» **EXERCISE INSTRUCTIONS**:
Reproduce every line of the material below verbatim, leaving the pictures out of your answer.

___ AVAILABLE RECORDS ___

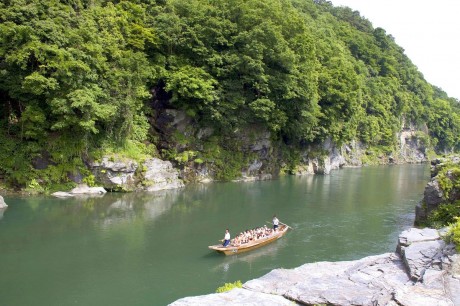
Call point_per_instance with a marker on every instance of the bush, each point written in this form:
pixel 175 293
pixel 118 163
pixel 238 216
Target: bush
pixel 455 233
pixel 229 286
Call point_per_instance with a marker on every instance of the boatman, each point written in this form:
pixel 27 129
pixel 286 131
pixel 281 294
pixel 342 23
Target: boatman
pixel 226 238
pixel 276 222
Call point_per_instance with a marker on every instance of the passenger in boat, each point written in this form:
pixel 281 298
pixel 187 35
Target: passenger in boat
pixel 226 238
pixel 275 222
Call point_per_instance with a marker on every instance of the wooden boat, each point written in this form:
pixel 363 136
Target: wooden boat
pixel 244 247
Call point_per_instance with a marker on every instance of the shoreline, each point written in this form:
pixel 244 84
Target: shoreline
pixel 423 271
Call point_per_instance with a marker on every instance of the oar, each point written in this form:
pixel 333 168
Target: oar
pixel 281 223
pixel 286 225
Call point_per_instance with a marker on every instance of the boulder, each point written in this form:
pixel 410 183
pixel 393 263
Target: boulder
pixel 367 281
pixel 160 175
pixel 85 189
pixel 424 273
pixel 115 173
pixel 2 203
pixel 234 297
pixel 62 194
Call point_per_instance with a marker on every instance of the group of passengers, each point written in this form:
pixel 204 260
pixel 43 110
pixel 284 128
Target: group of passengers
pixel 252 235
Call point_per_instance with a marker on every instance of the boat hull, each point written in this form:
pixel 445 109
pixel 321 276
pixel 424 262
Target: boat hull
pixel 232 250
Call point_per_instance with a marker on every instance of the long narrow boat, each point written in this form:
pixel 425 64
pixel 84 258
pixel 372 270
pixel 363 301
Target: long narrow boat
pixel 231 250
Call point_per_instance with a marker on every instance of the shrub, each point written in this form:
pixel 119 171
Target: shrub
pixel 455 232
pixel 229 286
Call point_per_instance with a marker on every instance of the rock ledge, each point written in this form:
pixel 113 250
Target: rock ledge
pixel 423 271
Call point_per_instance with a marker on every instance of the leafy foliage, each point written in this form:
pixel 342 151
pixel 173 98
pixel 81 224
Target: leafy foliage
pixel 229 286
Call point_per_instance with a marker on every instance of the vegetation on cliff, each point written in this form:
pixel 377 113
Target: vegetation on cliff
pixel 80 77
pixel 447 213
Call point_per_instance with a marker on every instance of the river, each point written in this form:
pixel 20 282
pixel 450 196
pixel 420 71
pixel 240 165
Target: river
pixel 151 248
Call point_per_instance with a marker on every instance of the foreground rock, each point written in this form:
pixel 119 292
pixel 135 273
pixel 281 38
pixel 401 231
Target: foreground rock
pixel 424 271
pixel 2 203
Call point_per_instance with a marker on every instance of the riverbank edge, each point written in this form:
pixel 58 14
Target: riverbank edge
pixel 424 270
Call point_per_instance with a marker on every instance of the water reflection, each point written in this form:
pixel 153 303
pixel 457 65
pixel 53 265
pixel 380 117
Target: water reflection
pixel 151 248
pixel 250 257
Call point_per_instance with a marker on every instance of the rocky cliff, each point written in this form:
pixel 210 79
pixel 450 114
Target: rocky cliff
pixel 263 157
pixel 423 271
pixel 443 187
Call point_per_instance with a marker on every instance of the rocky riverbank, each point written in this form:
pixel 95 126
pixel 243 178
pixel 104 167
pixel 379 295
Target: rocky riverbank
pixel 423 271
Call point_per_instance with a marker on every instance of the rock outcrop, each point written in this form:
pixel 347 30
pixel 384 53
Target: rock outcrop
pixel 115 174
pixel 81 189
pixel 433 195
pixel 423 271
pixel 160 175
pixel 127 175
pixel 2 203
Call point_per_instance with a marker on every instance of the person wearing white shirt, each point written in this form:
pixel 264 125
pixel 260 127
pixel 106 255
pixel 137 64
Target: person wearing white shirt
pixel 276 222
pixel 226 238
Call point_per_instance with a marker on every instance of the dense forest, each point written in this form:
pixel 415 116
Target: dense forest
pixel 80 78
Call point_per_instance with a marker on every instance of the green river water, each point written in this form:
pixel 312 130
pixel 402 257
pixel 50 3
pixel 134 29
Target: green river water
pixel 151 248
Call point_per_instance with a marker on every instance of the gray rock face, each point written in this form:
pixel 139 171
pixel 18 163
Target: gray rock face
pixel 85 189
pixel 160 175
pixel 115 173
pixel 2 203
pixel 121 175
pixel 234 297
pixel 62 194
pixel 423 274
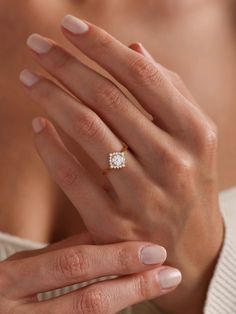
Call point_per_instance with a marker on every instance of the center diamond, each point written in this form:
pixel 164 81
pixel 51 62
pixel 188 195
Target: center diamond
pixel 117 160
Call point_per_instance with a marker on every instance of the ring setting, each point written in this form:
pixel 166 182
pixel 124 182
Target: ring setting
pixel 116 160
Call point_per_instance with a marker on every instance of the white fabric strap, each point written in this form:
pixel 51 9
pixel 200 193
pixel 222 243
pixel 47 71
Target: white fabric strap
pixel 221 296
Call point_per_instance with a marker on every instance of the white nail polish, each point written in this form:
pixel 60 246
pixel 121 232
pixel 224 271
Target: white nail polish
pixel 151 255
pixel 169 278
pixel 39 44
pixel 74 25
pixel 28 78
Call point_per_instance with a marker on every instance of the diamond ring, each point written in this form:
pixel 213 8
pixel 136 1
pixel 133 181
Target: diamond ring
pixel 116 159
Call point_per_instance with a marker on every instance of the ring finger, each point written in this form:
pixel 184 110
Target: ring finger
pixel 85 127
pixel 101 95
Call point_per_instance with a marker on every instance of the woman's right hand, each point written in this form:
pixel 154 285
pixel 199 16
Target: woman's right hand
pixel 138 264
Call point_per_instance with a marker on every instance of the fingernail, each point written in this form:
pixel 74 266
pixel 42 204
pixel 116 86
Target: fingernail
pixel 153 255
pixel 74 25
pixel 28 78
pixel 144 52
pixel 38 125
pixel 169 278
pixel 39 44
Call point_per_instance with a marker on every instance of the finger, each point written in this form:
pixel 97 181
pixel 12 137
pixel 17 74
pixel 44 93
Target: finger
pixel 76 264
pixel 83 238
pixel 114 295
pixel 86 128
pixel 99 93
pixel 144 79
pixel 172 76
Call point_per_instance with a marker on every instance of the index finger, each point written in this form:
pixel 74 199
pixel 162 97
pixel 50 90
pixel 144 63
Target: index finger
pixel 141 76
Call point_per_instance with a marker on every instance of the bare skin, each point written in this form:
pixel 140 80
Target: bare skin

___

» **WRITTEN REPLY**:
Call point_per_instance with a marker on every instance of the bush, each point written in this form:
pixel 175 293
pixel 118 163
pixel 238 216
Target: bush
pixel 455 233
pixel 229 286
Call point_per_instance with a marker on every instance of the boatman, each point written in this form:
pixel 27 129
pixel 286 131
pixel 281 294
pixel 342 23
Target: boatman
pixel 226 238
pixel 276 222
Call point_per_instance with a marker on every instance of the passenger in boat, each point written in this form:
pixel 281 298
pixel 187 35
Target: passenger in boat
pixel 226 238
pixel 275 222
Call point_per_instance with a marker on every instance of the wooden boat, each point written in this form:
pixel 363 136
Target: wooden boat
pixel 244 247
Call point_per_instance with a marker on every instance of the shoreline, each point written in this form:
pixel 244 84
Target: shoreline
pixel 423 271
Call point_per_instance with a marker on every instance of the oar, each point written in this form:
pixel 333 168
Target: oar
pixel 281 223
pixel 286 225
Call point_per_instance with a marker on every instance of the boulder, each point written in this form:
pixel 410 183
pixel 393 263
Target: boulder
pixel 367 281
pixel 160 175
pixel 85 189
pixel 424 273
pixel 115 173
pixel 2 203
pixel 234 297
pixel 62 194
Call point_per_instance with a marker on every instance of the group of passengers, each point written in this form:
pixel 204 260
pixel 43 110
pixel 284 128
Target: group of passengers
pixel 252 235
Call point_per_instance with a marker on every instance of the boat hull, each point written in this form:
pixel 445 109
pixel 321 276
pixel 424 262
Target: boat hull
pixel 232 250
Call point_per_instance with a marker on every instance of the long narrow boat, each point written in this form:
pixel 425 64
pixel 84 258
pixel 372 270
pixel 363 301
Target: long narrow boat
pixel 231 250
Call point_per_instance with a marker on every instance of the shrub, each point written in this form:
pixel 119 171
Target: shrub
pixel 455 232
pixel 229 286
Call point_per_instance with a marker on every instance of the rock ledge, each point written in this form:
pixel 113 250
Target: rock ledge
pixel 423 271
Call point_per_instance with a marker on every instance of the leafy foliage, each point written in this form:
pixel 342 151
pixel 173 98
pixel 81 224
Target: leafy foliage
pixel 229 286
Call point_per_instance with a marker on every instance of the vegetation on cliff, each point written in this form:
pixel 377 113
Target: vegetation on cliff
pixel 80 77
pixel 447 213
Call point_per_instance with a marker on every instance of the river, each point written in this form:
pixel 20 282
pixel 450 196
pixel 420 71
pixel 240 165
Target: river
pixel 151 248
Call point_per_instance with a marker on every instance of the foreground rock, each point written in this form:
pixel 119 292
pixel 135 273
pixel 281 38
pixel 401 231
Target: foreground rock
pixel 424 271
pixel 2 203
Call point_per_instance with a marker on every instance of the riverbank edge, each point written in this form:
pixel 58 14
Target: riverbank edge
pixel 424 270
Call point_per_instance with a marker on every instance of the water reflection, each point written in this form:
pixel 153 303
pixel 457 65
pixel 53 265
pixel 380 117
Target: water reflection
pixel 151 248
pixel 250 257
Call point_per_instance with a marker on every instance of the rocky cliff, each point written in this form:
pixel 210 79
pixel 450 114
Target: rocky cliff
pixel 263 157
pixel 423 271
pixel 443 187
Call point_per_instance with a marker on every instance of the rocky riverbank, each point written in this form:
pixel 95 126
pixel 243 178
pixel 104 167
pixel 379 295
Target: rocky riverbank
pixel 423 271
Call point_per_instance with a marker on every instance of the rock outcrop, each point written in this form:
pixel 347 30
pixel 384 53
Target: rock outcrop
pixel 115 174
pixel 81 189
pixel 433 195
pixel 423 271
pixel 160 175
pixel 127 175
pixel 2 203
Call point_per_instance with a marker on every instance of the person wearing white shirt, each point written in this form:
pixel 264 125
pixel 260 127
pixel 106 255
pixel 137 64
Target: person wearing white shirt
pixel 276 222
pixel 226 238
Call point_per_instance with a marker on every instance of the dense forest, each point written in this form:
pixel 415 116
Target: dense forest
pixel 80 78
Call point_per_instance with a marker on every instance of the green river water, each point written in this form:
pixel 312 130
pixel 402 257
pixel 50 3
pixel 134 29
Target: green river water
pixel 151 248
Call point_per_instance with a marker on every instance of the gray rock face, each point written in this form:
pixel 139 171
pixel 18 163
Target: gray rock face
pixel 85 189
pixel 160 175
pixel 115 173
pixel 2 203
pixel 121 175
pixel 234 297
pixel 62 194
pixel 423 274
Call point_per_instance with a marker on every instance of the center diamond, each point written in this form:
pixel 164 81
pixel 51 62
pixel 188 195
Target: center diamond
pixel 117 160
Call point_per_instance with a marker on every instance of the ring setting, each point written in this form:
pixel 166 182
pixel 124 182
Target: ring setting
pixel 116 160
Call point_per_instance with a marker on every instance of the white fabric strap, each point written in this form:
pixel 51 9
pixel 200 193
pixel 222 243
pixel 47 71
Target: white fabric strap
pixel 221 296
Call point_per_instance with a marker on every instance of the white nail polish, each point written in this form:
pixel 60 246
pixel 121 232
pixel 224 271
Target: white nail polish
pixel 151 255
pixel 169 278
pixel 39 44
pixel 74 25
pixel 28 78
Call point_per_instance with a marker on every instance of the diamond ring, each point written in this form:
pixel 213 8
pixel 136 1
pixel 133 181
Target: diamond ring
pixel 116 159
Call point_per_instance with a marker on every instance of the ring finger, each point written in this form:
pixel 184 110
Target: ring finger
pixel 85 127
pixel 101 95
Call point_per_instance with a marker on every instance of the woman's right hand, each point written in this form:
pixel 154 285
pixel 199 16
Target: woman's right hand
pixel 138 264
Call point_per_instance with a marker on every instance of the fingernail, each point written in this form:
pixel 74 266
pixel 42 204
pixel 116 86
Target: fingernail
pixel 153 255
pixel 74 25
pixel 28 78
pixel 144 52
pixel 38 125
pixel 169 278
pixel 39 44
Call point_per_instance with a marker on every instance of the finger, each point written in this form:
pixel 97 181
pixel 12 137
pixel 17 74
pixel 44 93
Target: finger
pixel 76 264
pixel 83 238
pixel 114 295
pixel 86 128
pixel 99 93
pixel 144 79
pixel 172 76
Call point_per_instance with a marker on every instance of the index finger, each point written in this form:
pixel 74 199
pixel 162 97
pixel 50 90
pixel 144 63
Target: index finger
pixel 141 76
Call point_per_instance with a marker on every instance of the bare skin, each point written in this form:
pixel 140 80
Target: bare skin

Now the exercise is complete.